----- Source records

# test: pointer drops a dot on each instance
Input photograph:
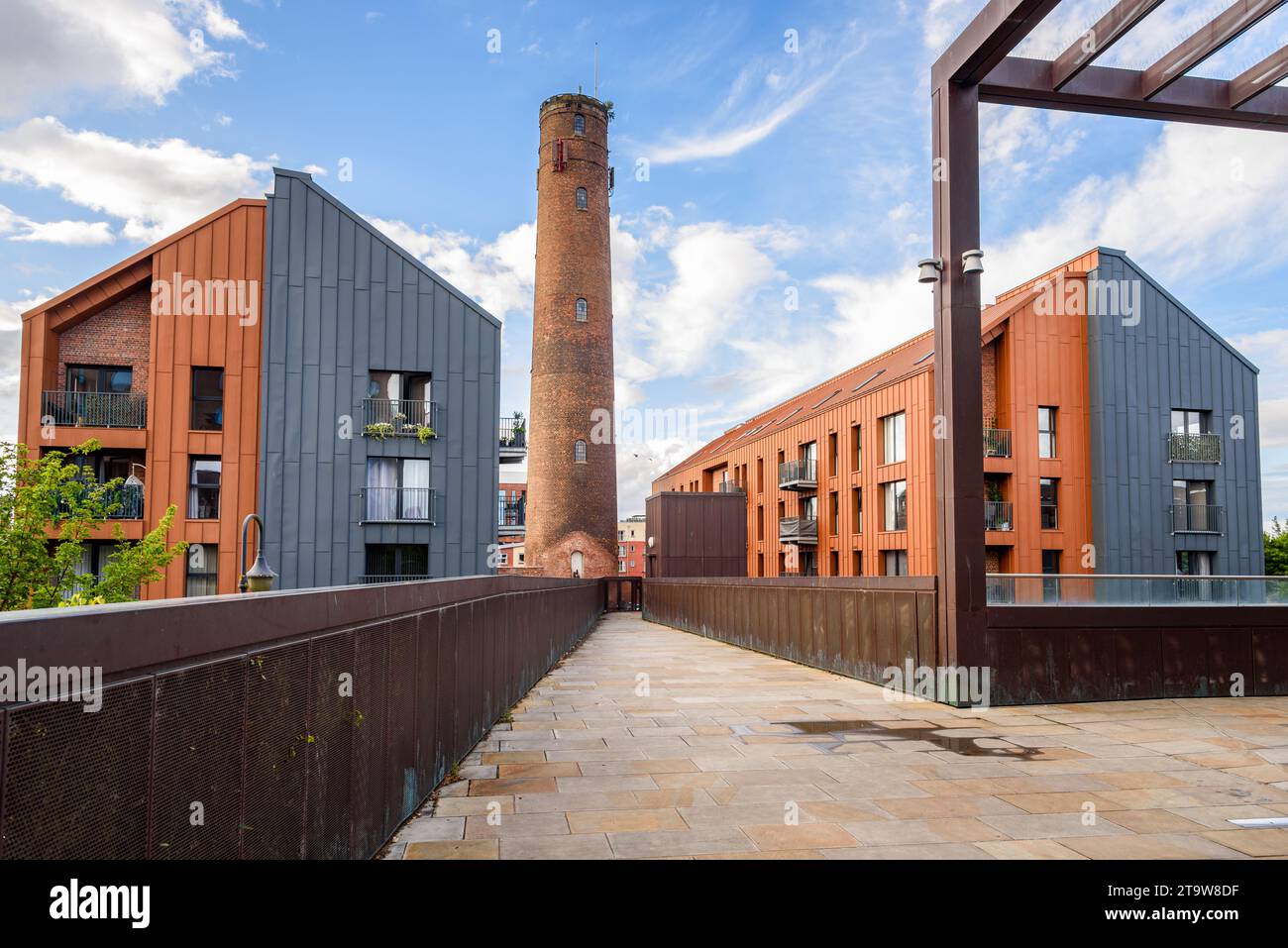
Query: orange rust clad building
(1103, 445)
(572, 474)
(171, 395)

----------

### Given task:
Reproduce every one of the records above line for line, leaving out the pictures.

### Complete output:
# test: pointer drops a dot on each instance
Input photograph:
Query: orange rust clad building
(1103, 445)
(572, 474)
(171, 395)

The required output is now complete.